| Problem statement |
Write out every line of the data below word for word, and leave the pictures out.

| Raw data |
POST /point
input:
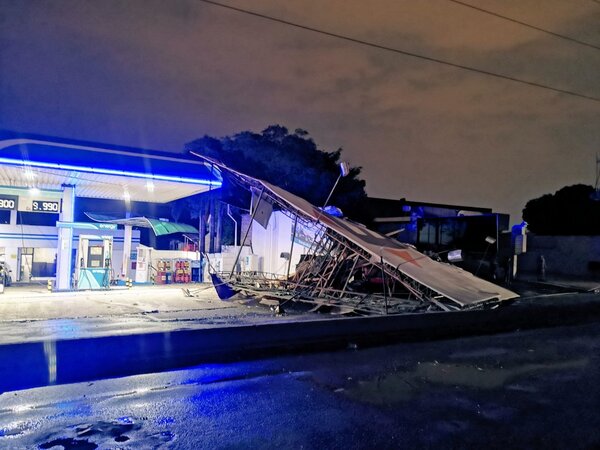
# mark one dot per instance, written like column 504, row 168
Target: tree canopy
column 571, row 210
column 291, row 161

| Answer below |
POST /point
input:
# mark one dot per instance, written like column 504, row 168
Target: tree canopy
column 571, row 210
column 291, row 161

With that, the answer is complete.